Tasks to perform -
(A) Extract the text of the passage on Arroyo after its team joined Cloudflare, from "- The new-feature" to "the unanswered question.", inclusive.
(B) Pick up the passage on Arroyo's open-source engine and Cloudflare Pipelines where it stops, and keep writing it.

Page text -
====

In April 2025 Cloudflare acquired the Arroyo team to power Cloudflare Pipelines — a serverless streaming-ingestion service that takes HTTP/Worker events, runs SQL transforms, and lands them in R2 as Iceberg, Parquet, or JSON. The Arroyo team committed in their farewell blog post that the engine would "remain fully open-source and self-hostable" and that they would "continue contributing fixes and features to Arroyo open source."
A year later, here's what the data shows:
- The OSS engine is alive but slow. The last tagged release is v0.15.0 from December 2025 — over four months at the time of writing. Master branch sees commits, but recent commit messages ("Introduce worker job controller mode", "Refactor out common RPC components", "Iceberg error mapping") read like infrastructure plumbing for the Cloudflare integration rather than end-user feature work.
- Cloudflare Pipelines is in open beta and currently does stateless transformations only — no aggregations, joins, or windows yet. Cloudflare's announcement says aggregations and incrementally-updated materialized views are "planned to follow in the first half of 2026."
- The new-feature engine for the Arroyo team is now Cloudflare's. A user picking Arroyo OSS in 2026 needs to understand that the maintainers' day job is building a managed service on top of it. Whether community velocity on the OSS engine will hold up long term is the unanswered question.
This is not an Arroyo-is-dying take. The engine is solid, the codebase is high quality, the Apache 2.0 / MIT licensing protects you against rugpulls, and Cloudflare is a credible long-term steward. It is, however, a different deal than picking an independent open-source project with no commercial overlay.

====

Provided material -
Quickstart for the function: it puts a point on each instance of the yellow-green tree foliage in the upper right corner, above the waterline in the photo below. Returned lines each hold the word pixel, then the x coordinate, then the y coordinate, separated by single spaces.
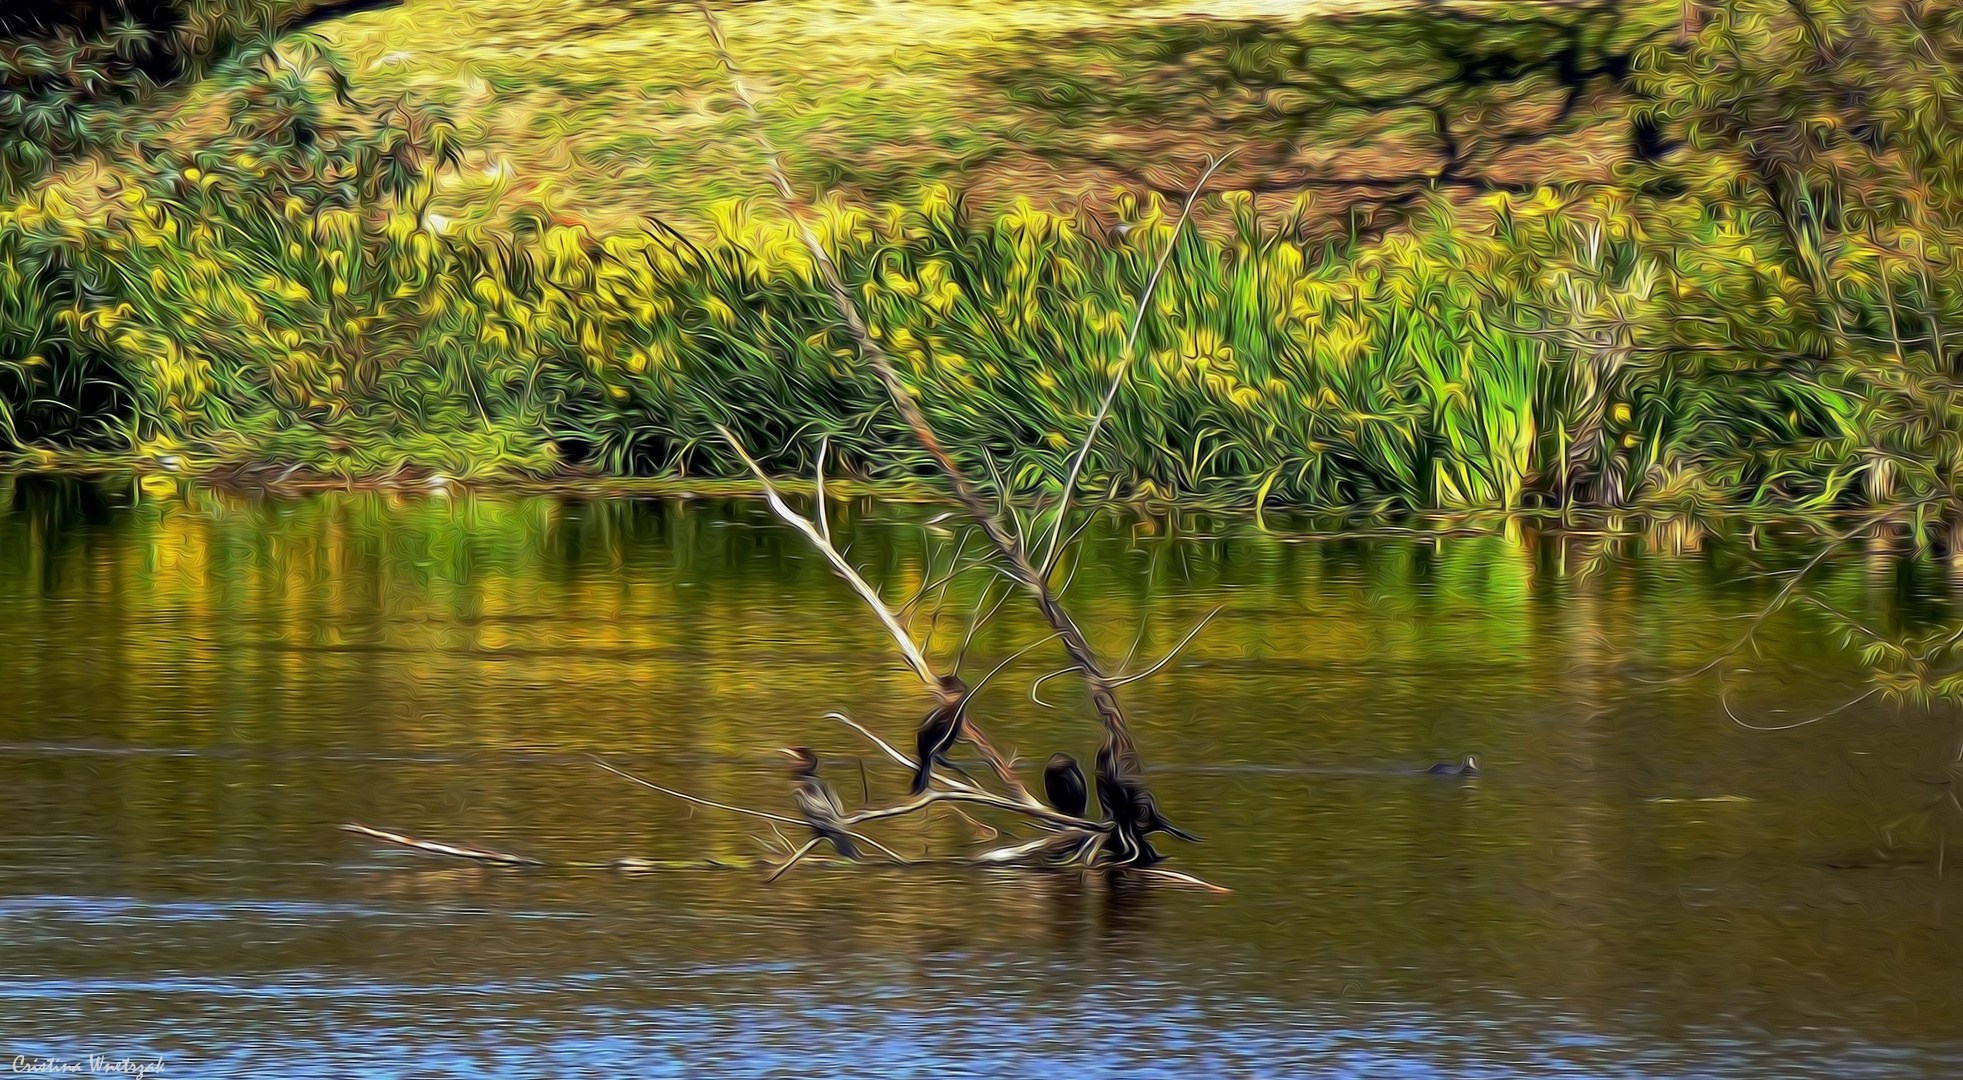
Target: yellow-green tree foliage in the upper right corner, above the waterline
pixel 1830 131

====

Results for each task -
(A)
- The new-feature engine for the Arroyo team is now Cloudflare's. A user picking Arroyo OSS in 2026 needs to understand that the maintainers' day job is building a managed service on top of it. Whether community velocity on the OSS engine will hold up long term is the unanswered question.

(B)
If you specifically want the OSS streaming engine without depending on a vendor's roadmap, Varpulis is the alternative. If you want a hosted managed service with serverless ingestion and don't want to run a worker pool, Cloudflare Pipelines (when it adds windowing) is the right choice.
Code Comparison
Workload 1: Tumbling 1-minute aggregation per device (Arroyo's home turf)
A device emits temperature readings to a Kafka topic. Compute sum/avg/min/max per device per minute, write to another Kafka topic.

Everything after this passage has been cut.